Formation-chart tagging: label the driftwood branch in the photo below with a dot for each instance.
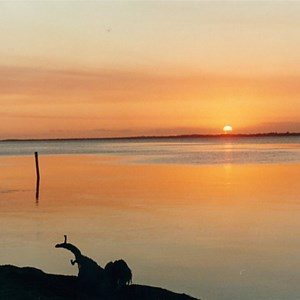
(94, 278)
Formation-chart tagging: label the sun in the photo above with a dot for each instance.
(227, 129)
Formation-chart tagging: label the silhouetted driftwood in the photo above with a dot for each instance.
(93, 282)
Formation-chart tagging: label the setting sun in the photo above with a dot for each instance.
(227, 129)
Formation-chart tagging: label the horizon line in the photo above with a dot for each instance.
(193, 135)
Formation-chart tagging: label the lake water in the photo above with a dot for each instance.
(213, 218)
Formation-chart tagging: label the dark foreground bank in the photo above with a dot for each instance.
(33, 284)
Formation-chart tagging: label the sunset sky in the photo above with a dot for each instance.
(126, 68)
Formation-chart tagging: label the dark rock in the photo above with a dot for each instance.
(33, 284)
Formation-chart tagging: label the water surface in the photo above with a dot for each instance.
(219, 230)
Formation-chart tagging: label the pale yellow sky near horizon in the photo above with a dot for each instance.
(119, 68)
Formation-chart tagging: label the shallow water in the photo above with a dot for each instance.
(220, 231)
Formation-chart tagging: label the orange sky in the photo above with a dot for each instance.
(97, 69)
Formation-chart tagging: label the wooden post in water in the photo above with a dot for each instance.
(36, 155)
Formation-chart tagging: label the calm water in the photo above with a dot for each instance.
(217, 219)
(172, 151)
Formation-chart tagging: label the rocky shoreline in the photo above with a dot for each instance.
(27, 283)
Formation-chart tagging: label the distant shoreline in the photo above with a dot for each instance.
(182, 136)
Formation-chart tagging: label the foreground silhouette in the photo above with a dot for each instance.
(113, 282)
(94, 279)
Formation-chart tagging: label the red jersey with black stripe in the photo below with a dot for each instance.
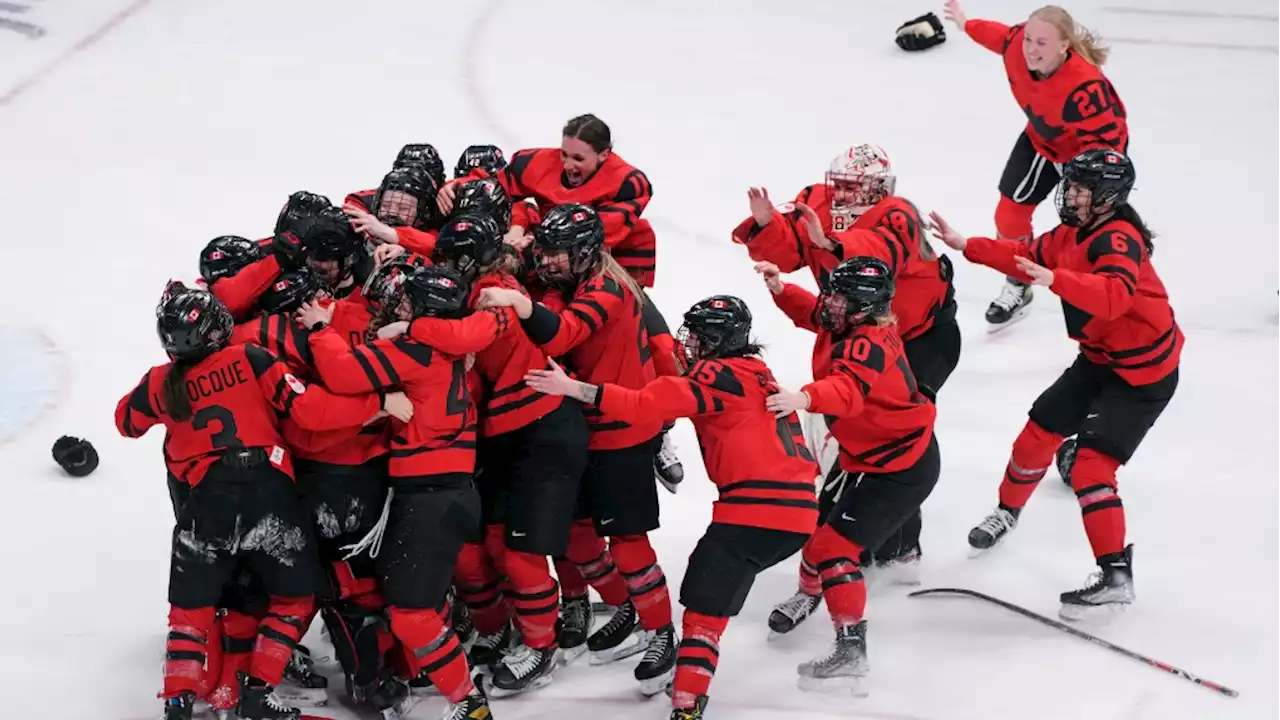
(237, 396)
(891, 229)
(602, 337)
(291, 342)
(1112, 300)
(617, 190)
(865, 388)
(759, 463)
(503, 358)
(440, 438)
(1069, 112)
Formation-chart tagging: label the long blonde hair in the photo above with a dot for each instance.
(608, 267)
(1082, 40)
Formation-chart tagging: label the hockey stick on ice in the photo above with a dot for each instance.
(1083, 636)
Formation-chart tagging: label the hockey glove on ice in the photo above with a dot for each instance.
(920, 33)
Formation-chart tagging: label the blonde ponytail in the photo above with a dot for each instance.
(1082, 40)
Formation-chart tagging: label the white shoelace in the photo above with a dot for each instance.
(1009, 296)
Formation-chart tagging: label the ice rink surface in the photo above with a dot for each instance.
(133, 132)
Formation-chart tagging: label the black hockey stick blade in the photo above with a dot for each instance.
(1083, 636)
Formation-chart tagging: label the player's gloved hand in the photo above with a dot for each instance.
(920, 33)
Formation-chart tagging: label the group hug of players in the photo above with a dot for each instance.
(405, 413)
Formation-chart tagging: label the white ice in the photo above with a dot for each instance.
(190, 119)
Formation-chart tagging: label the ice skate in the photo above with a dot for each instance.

════════

_Aim_
Reproduce each line of the records exactly, and omit every picture.

_Output_
Formation-chart tagging: label the driftwood branch in the photo below with a dot for each instance.
(94, 278)
Formation-chart tagging: label the sun in the photo above with a dot for each instance.
(227, 129)
Formation-chart tagging: label the silhouetted driftwood in the photo above with a dot for each instance.
(93, 282)
Formation-chart tagging: label the setting sun in the photo above with a dot for each instance.
(227, 129)
Formation-chart tagging: label the horizon line in the photo above with a dot for each instance.
(193, 135)
Formation-chart tagging: label the lake water in the photo above with a dot for each instance.
(213, 218)
Formation-chart tagging: label the dark foreground bank in the photo above with a dot for each instance.
(33, 284)
Formation-chart tagging: label the sunset sky in the photo above with a dot for each instance.
(126, 68)
Formation-chart tagging: label the dark rock in the photo above with a dot for each instance.
(33, 284)
Formation-chart tagging: label the water surface in the photo above with a dot for each instance.
(219, 230)
Formation-chart tagging: label the pale yellow sky near horizon in the photo above with a dot for each instance.
(119, 68)
Formation-chart tagging: label the shallow water in the photo above with a dot for each instance.
(220, 231)
Formation-chart tagging: label the orange sky in the photo above with a dot for each instance.
(97, 69)
Formation-chart tagging: label the wooden post in water in the photo above with a dot for each instance.
(36, 155)
Formation-chart tagging: label the calm water in the photo above with a dot for each instance.
(217, 219)
(172, 151)
Formation-chart tagging: label the rocky shoreline in the photo above with a dot for each instance.
(27, 283)
Formation-chart tagging: label the distant shoreline in the photo above with a dot for each instance.
(182, 136)
Formation-chart tagging: label the foreground silhouette in the photo above with a dot for each instance.
(113, 282)
(94, 279)
Formation-chart tagging: label the red jersey with black stripe in the photo below with a dot for each instance.
(237, 396)
(891, 229)
(602, 337)
(291, 342)
(1112, 300)
(617, 190)
(865, 388)
(759, 463)
(503, 358)
(440, 438)
(1069, 112)
Formation-chart tagging: label the long blonde hair in the photo above with a dot for each instance.
(608, 267)
(1082, 40)
Formation-chart tagging: label the hockey stick on ice in the photo above with a dot for each instance.
(1083, 636)
Formation-chart tagging: label the hockey glove on ice in the photo above with a dot for each instance.
(920, 33)
Formation-chart tagging: label the blonde ponytail in the photo above with a dot for each instance.
(1082, 40)
Formation-chart tagging: label the white shoelace in the photo above with a dot for each instance.
(1009, 296)
Formation-chart tagging: label the ice rink surface in the photo above with a dot for each instance.
(133, 132)
Formation-chart tagging: label the black hockey stick blade in the photo above with a dot for each instance.
(1083, 636)
Formation-chart tagging: label the player's gloved hand in the photo above with a dot for each instance.
(920, 33)
Formation-chart tagging: label the group hug of players in the photo above with a dot for each instance.
(405, 413)
Formation-chart tagging: label the white ice in the photo above with a dot for each instance.
(190, 119)
Formation-chart tagging: label the ice skate in the photo above with a dot for each instance.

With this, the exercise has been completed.